**REQUIREMENTS**
Pull out every line of the listing below that contains the word "shadow", matching case exactly.

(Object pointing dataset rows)
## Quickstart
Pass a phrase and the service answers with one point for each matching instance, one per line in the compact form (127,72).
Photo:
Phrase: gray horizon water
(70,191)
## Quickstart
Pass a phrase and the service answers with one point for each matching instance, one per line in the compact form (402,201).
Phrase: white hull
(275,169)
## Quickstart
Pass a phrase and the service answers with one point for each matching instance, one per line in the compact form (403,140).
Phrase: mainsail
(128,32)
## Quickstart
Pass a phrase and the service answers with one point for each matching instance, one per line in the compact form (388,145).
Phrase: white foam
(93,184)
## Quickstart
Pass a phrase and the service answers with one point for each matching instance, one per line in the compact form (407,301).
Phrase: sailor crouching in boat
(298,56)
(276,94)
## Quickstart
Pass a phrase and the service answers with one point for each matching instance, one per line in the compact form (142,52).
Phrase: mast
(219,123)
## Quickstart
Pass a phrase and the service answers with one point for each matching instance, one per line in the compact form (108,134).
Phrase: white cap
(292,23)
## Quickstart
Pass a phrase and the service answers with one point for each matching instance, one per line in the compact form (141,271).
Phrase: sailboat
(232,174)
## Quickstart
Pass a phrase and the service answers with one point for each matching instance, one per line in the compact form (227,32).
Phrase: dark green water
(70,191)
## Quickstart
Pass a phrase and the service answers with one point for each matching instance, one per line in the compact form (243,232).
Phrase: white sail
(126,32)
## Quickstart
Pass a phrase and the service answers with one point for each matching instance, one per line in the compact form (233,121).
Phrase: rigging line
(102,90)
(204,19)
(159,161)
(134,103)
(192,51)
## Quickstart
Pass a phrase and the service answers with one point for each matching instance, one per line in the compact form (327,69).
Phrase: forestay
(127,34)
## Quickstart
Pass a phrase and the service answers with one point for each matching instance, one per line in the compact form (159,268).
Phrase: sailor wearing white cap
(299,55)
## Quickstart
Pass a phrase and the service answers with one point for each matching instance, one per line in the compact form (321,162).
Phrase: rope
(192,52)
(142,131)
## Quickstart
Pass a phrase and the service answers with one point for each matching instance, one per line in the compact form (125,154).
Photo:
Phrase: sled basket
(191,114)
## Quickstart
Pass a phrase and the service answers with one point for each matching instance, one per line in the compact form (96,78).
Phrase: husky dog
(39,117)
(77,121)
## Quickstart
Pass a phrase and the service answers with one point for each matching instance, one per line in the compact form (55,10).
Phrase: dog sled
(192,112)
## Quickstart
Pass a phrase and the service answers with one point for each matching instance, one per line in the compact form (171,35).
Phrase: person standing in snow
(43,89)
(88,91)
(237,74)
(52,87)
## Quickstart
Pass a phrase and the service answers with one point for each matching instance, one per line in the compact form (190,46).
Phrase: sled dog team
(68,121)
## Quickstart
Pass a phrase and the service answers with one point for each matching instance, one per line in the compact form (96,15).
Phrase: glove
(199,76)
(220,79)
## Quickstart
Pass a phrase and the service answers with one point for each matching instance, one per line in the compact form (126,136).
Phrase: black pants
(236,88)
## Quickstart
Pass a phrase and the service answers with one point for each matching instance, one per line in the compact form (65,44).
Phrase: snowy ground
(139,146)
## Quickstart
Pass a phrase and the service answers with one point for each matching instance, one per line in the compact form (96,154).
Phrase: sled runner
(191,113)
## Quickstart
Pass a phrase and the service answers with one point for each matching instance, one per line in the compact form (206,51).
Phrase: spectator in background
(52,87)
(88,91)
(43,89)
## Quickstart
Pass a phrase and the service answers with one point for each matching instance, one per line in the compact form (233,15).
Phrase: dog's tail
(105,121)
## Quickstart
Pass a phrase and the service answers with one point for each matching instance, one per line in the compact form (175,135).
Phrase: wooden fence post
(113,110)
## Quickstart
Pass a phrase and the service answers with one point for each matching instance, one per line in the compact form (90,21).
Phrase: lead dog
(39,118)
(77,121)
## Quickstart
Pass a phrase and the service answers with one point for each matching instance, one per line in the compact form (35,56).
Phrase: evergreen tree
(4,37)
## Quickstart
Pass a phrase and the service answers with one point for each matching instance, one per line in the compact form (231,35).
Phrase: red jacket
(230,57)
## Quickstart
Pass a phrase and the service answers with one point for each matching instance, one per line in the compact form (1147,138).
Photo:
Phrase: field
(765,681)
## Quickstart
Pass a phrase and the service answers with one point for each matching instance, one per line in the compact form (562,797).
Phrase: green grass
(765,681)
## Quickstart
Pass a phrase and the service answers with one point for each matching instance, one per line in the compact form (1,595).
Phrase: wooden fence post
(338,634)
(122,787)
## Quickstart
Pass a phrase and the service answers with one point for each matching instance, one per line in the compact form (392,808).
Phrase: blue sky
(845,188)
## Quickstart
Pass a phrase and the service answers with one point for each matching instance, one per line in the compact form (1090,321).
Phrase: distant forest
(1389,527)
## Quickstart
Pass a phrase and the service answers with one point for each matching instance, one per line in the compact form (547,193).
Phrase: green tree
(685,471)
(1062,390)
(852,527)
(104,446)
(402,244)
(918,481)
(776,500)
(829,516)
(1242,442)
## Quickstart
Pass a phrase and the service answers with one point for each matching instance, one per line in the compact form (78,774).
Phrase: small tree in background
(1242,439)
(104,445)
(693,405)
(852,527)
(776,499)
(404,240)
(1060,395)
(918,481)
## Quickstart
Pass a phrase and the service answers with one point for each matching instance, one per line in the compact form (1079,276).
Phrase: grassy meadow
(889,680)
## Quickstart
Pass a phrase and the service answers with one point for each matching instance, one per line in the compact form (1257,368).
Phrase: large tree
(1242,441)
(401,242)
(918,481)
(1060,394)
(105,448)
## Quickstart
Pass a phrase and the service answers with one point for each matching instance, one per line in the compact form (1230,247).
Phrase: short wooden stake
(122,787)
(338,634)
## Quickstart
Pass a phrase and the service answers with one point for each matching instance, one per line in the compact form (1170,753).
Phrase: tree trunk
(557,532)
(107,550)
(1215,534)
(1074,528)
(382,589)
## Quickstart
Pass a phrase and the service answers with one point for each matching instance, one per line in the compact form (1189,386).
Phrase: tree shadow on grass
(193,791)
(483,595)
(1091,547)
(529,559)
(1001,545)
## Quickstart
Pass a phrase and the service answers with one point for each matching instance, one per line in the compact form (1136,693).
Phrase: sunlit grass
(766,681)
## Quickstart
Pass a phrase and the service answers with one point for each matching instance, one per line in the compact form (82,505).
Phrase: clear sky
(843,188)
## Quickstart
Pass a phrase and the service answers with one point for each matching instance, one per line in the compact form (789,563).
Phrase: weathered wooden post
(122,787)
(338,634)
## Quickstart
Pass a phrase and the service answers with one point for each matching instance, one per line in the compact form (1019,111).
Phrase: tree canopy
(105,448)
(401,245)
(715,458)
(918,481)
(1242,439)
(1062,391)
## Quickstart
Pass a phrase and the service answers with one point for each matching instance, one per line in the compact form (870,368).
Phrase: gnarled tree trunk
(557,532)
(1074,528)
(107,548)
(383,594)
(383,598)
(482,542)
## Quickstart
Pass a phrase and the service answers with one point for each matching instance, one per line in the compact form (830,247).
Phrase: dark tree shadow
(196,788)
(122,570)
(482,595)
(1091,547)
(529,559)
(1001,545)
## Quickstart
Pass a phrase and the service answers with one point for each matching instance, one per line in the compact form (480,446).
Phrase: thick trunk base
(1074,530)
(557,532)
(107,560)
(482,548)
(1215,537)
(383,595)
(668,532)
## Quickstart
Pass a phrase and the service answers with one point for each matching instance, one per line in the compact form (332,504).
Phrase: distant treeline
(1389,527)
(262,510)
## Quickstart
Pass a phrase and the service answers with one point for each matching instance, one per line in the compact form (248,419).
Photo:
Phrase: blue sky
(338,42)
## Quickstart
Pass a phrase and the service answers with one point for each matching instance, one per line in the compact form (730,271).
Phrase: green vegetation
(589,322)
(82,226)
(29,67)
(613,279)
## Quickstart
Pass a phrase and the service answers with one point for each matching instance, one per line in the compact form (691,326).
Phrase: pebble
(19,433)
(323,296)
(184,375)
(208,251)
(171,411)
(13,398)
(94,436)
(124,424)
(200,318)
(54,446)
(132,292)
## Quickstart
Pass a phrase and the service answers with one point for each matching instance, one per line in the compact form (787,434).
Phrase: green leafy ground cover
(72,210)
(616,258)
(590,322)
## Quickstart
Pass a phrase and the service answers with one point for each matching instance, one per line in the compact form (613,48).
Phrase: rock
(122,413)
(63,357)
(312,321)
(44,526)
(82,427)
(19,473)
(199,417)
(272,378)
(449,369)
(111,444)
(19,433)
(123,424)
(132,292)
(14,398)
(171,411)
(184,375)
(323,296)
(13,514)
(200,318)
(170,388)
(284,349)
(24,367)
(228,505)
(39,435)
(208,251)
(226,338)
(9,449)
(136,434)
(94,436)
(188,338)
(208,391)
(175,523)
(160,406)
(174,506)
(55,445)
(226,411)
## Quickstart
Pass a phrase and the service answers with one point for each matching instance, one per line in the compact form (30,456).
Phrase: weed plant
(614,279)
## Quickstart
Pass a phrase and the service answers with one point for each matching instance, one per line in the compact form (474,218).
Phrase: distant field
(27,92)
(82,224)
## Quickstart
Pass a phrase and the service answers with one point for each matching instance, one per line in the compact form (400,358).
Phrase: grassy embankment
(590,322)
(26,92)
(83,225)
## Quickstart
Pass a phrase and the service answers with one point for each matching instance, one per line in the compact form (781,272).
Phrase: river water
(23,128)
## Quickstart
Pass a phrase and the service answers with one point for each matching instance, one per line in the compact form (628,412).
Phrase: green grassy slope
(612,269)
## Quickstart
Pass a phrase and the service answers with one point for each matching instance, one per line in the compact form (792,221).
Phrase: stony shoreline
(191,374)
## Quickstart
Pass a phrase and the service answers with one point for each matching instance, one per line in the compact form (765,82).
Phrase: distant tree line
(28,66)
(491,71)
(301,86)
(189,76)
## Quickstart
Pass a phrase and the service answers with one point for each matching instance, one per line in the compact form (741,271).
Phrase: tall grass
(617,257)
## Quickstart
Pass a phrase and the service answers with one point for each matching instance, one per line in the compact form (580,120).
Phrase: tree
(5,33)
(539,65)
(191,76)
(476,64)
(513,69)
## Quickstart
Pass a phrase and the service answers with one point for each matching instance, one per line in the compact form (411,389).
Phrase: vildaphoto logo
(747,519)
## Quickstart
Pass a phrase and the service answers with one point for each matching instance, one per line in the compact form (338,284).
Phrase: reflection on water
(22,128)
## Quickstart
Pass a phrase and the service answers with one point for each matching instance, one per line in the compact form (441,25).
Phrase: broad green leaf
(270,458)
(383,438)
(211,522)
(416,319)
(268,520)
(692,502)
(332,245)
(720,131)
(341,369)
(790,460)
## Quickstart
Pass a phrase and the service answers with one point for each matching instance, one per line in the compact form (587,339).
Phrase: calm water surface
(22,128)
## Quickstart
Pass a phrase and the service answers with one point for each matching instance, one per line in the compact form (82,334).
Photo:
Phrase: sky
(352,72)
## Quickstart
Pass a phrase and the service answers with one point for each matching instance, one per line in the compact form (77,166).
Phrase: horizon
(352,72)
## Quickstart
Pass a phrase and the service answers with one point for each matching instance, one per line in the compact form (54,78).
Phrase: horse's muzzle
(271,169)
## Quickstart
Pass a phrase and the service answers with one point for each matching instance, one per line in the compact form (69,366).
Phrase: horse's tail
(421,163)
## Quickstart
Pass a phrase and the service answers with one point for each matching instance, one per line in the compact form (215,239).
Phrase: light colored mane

**RESPONSE TO THE EXERCISE**
Phrase: tree shadow on grass
Phrase: dark tree shadow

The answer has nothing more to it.